(Collection entries)

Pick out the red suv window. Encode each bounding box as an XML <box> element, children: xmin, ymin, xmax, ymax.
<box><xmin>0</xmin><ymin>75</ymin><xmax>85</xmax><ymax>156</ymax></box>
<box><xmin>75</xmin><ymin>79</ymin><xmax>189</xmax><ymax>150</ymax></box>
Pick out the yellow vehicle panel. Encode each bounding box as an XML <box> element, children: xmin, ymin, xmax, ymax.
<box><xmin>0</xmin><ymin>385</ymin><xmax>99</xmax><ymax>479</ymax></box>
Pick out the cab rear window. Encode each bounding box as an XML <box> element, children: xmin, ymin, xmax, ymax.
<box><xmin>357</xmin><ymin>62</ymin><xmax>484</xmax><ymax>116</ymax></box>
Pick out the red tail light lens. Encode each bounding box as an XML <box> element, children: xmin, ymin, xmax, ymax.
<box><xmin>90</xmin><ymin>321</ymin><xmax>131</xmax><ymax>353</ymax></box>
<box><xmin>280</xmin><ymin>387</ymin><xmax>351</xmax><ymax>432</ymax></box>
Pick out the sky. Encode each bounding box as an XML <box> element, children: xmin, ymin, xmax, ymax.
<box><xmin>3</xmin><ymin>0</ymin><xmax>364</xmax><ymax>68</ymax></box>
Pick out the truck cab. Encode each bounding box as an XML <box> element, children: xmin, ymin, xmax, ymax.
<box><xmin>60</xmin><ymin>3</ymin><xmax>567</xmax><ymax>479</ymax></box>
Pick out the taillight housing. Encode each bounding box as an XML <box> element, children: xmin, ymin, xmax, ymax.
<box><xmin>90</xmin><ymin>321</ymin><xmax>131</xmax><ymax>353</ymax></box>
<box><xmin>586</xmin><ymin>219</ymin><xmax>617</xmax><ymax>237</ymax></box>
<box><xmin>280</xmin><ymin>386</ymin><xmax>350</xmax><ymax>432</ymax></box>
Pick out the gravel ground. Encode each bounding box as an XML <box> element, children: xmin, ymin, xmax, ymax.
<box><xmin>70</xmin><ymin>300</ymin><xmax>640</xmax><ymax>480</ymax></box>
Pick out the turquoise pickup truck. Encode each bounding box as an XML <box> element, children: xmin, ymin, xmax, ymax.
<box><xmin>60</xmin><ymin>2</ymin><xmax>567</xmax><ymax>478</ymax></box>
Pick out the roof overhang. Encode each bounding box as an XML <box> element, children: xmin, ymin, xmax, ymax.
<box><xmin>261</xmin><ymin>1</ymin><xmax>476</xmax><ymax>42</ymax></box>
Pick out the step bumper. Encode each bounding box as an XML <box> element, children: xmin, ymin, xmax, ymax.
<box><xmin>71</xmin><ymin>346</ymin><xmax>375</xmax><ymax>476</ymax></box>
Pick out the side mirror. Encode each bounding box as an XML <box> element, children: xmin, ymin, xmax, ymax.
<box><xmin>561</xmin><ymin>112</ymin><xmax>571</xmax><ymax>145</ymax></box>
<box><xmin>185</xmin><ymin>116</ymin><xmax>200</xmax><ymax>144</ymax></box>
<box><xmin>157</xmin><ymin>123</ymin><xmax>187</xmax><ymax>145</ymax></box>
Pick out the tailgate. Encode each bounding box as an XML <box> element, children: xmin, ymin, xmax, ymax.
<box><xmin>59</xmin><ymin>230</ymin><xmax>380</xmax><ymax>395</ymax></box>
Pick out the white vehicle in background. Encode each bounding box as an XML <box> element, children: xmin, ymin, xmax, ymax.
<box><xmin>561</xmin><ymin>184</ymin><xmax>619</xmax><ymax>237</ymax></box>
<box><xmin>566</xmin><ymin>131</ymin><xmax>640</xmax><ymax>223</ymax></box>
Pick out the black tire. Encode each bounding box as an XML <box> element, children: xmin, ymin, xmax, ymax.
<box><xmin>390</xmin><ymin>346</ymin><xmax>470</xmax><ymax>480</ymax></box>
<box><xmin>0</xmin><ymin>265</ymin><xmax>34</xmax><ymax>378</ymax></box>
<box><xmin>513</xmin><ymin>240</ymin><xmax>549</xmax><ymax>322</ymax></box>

=== Aim of the task ===
Quote the data above in full, changing nothing.

=== Solution for this exercise ===
Pick out the red suv window. Encode each bounding box as an XML <box> element, children: xmin, ymin, xmax, ymax.
<box><xmin>0</xmin><ymin>75</ymin><xmax>85</xmax><ymax>156</ymax></box>
<box><xmin>75</xmin><ymin>79</ymin><xmax>189</xmax><ymax>150</ymax></box>
Pick out the yellow vehicle panel. Encode each bounding box as an XML <box> element, children: xmin, ymin, xmax, ymax.
<box><xmin>0</xmin><ymin>385</ymin><xmax>99</xmax><ymax>479</ymax></box>
Pick out the cab rear window. Encode each bounding box as an XML <box> element, children: xmin, ymin, xmax, ymax.
<box><xmin>357</xmin><ymin>62</ymin><xmax>484</xmax><ymax>116</ymax></box>
Pick out the red tail light lens. Encode each bounding box as an XML <box> element, children: xmin, ymin, xmax, ymax.
<box><xmin>90</xmin><ymin>321</ymin><xmax>131</xmax><ymax>353</ymax></box>
<box><xmin>280</xmin><ymin>387</ymin><xmax>351</xmax><ymax>432</ymax></box>
Pick out the sky. Encode each bounding box as an XML <box> element, children: xmin, ymin, xmax, ymax.
<box><xmin>3</xmin><ymin>0</ymin><xmax>364</xmax><ymax>68</ymax></box>
Pick out the truck cab. Encode each bounding box as an XML <box> element, children: xmin, ymin, xmax, ymax.
<box><xmin>60</xmin><ymin>3</ymin><xmax>567</xmax><ymax>479</ymax></box>
Pick out the taillight housing. Encode each bounding box as an XML <box> element, children: xmin, ymin, xmax, ymax.
<box><xmin>90</xmin><ymin>321</ymin><xmax>131</xmax><ymax>353</ymax></box>
<box><xmin>586</xmin><ymin>219</ymin><xmax>617</xmax><ymax>237</ymax></box>
<box><xmin>280</xmin><ymin>386</ymin><xmax>350</xmax><ymax>432</ymax></box>
Pick out the gravel ground. Encode each bounding box as an XML <box> element, children: xmin, ymin, xmax, ymax.
<box><xmin>70</xmin><ymin>300</ymin><xmax>640</xmax><ymax>480</ymax></box>
Pick out the turquoise pickup truck. Encode each bounding box as an XML <box> element, children: xmin, ymin, xmax, ymax.
<box><xmin>60</xmin><ymin>2</ymin><xmax>567</xmax><ymax>478</ymax></box>
Pick out the roof overhang. Encode each bounding box as an XML <box> element, children: xmin, ymin, xmax, ymax.
<box><xmin>261</xmin><ymin>1</ymin><xmax>476</xmax><ymax>42</ymax></box>
Pick out the step bumper. Encode each bounding box as an XML <box> element, children: xmin, ymin, xmax, ymax.
<box><xmin>71</xmin><ymin>346</ymin><xmax>375</xmax><ymax>476</ymax></box>
Pick out the side mirror. Encode each bounding box as an XML <box> element, children: xmin, ymin, xmax, ymax.
<box><xmin>561</xmin><ymin>112</ymin><xmax>571</xmax><ymax>145</ymax></box>
<box><xmin>185</xmin><ymin>116</ymin><xmax>200</xmax><ymax>144</ymax></box>
<box><xmin>157</xmin><ymin>123</ymin><xmax>187</xmax><ymax>145</ymax></box>
Pick out the tailgate. Encode each bounding box as an XML <box> element, children: xmin, ymin, xmax, ymax.
<box><xmin>59</xmin><ymin>230</ymin><xmax>380</xmax><ymax>395</ymax></box>
Pick out the white vehicle in background. Encode each bounding box as an XML <box> element, children: xmin, ymin, xmax, ymax.
<box><xmin>561</xmin><ymin>184</ymin><xmax>619</xmax><ymax>237</ymax></box>
<box><xmin>566</xmin><ymin>131</ymin><xmax>640</xmax><ymax>223</ymax></box>
Pick out the black tire. Encode each bounding box as an XML <box> element, children: xmin, ymin, xmax, ymax.
<box><xmin>390</xmin><ymin>346</ymin><xmax>470</xmax><ymax>480</ymax></box>
<box><xmin>0</xmin><ymin>265</ymin><xmax>34</xmax><ymax>378</ymax></box>
<box><xmin>513</xmin><ymin>240</ymin><xmax>549</xmax><ymax>322</ymax></box>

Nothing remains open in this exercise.